--- Start of INFORMATION PROVIDED ---

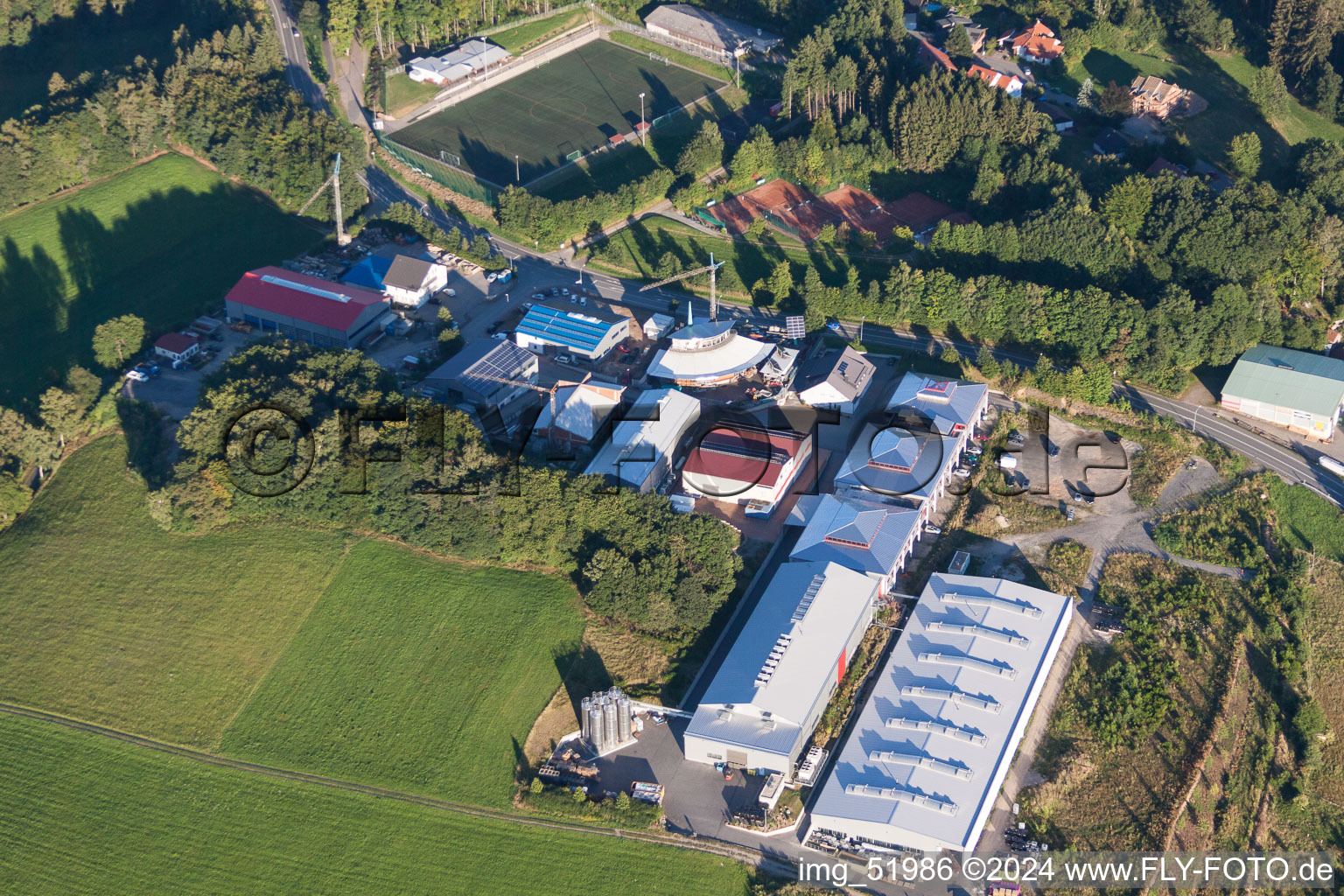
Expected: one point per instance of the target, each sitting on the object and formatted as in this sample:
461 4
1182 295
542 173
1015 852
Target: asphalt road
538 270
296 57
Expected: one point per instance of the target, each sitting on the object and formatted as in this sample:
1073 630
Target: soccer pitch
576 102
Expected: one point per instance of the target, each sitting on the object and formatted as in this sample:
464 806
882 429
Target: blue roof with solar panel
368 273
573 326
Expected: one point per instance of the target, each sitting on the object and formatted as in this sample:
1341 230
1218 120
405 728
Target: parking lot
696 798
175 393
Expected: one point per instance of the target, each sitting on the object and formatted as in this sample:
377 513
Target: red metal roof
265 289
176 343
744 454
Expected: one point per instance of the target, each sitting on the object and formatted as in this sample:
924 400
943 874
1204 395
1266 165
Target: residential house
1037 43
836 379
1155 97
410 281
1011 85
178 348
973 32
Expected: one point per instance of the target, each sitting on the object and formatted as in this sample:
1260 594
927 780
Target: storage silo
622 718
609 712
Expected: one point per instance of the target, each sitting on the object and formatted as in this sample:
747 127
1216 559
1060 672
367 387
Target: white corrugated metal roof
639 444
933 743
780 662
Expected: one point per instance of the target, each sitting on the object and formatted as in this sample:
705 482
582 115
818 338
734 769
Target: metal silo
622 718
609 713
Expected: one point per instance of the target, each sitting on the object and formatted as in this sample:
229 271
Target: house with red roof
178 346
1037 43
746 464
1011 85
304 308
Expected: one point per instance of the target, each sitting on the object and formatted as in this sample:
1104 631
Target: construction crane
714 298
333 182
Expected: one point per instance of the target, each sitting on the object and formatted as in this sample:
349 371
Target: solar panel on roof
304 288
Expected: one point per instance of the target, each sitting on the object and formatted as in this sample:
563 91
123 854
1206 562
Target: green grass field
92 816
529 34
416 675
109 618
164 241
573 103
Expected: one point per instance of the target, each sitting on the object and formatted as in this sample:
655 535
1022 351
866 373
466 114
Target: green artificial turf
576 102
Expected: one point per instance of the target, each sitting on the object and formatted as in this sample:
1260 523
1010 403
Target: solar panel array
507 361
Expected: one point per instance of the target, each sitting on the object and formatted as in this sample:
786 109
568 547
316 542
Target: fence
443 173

--- End of INFORMATION PROVIDED ---

Transcribe every entry word for word, but skip the pictures.

Expected: one point per instance of the target, each sitting on the object and formatted as in this sample:
461 4
1182 295
542 173
1015 852
Target: asphalt road
538 270
296 57
Expected: one point per instance of the target, each sitting on the object and formatted as in this sample:
1073 630
Target: soccer pitch
576 102
Expected: one point per instance of the target, each sitting on the object and formatted as in this sample:
464 806
882 429
Target: blue roof with solar panel
368 273
573 326
Expected: one point per instance of the target, each sitting on the object and formatted as in this sample:
1341 230
1218 120
405 728
Target: parking lot
696 798
175 393
Expected: one point per instance of the target, each sitting on the object and formatted as in this sample:
377 513
Target: red metal roof
265 289
176 343
744 454
Expected: one point per instance of the target, each sitting on the object and formatted as in this sample:
924 400
943 874
1204 395
1266 165
Target: residential house
1037 43
836 379
1155 97
410 281
1011 85
178 348
973 32
Expected: one point per instance of the target, each sitting on the object and formatted as in this sample:
1260 594
927 780
Target: storage silo
622 718
609 712
Expected: one point per instance of the target, each sitting on the object and formatted as in this sample:
747 127
1216 559
1060 672
367 387
Target: white corrugated metal roof
639 444
933 743
780 662
Expected: one point per instance of the target, each sitting on the object and formatted as in this sample:
705 482
582 115
818 338
734 769
Target: metal silo
622 718
609 713
Expected: one point per instance of the target, each sitting on the object and formatted as in this sample:
229 271
Target: house with red roof
178 346
1037 43
746 464
1011 85
304 308
Expected: one point per instance of the target, each sitting on the object and formatted as in this sample:
1104 631
Target: construction crane
714 298
333 182
Expected: one point per instance of the target, each sitting on the object and formatted as in this sample:
349 371
Target: solar panel on roof
304 288
Expected: one point per instance of the target, each sitting on the object and formatted as in this sample:
563 91
123 854
1206 562
Target: green grass field
92 816
529 34
416 675
109 618
164 241
573 103
Expected: one point per instance of the target, each sitting on the object and formatted as in this sample:
655 535
1022 351
866 373
466 114
Target: green artificial turf
576 102
Expected: one point per instance of the target, each sitting on the object and formatted as in this sample:
1260 523
1010 403
Target: solar panel array
507 361
Expected: one point per instance of the target, each sitting on the object and formatted as in this sample:
786 109
568 547
316 542
Target: fence
443 173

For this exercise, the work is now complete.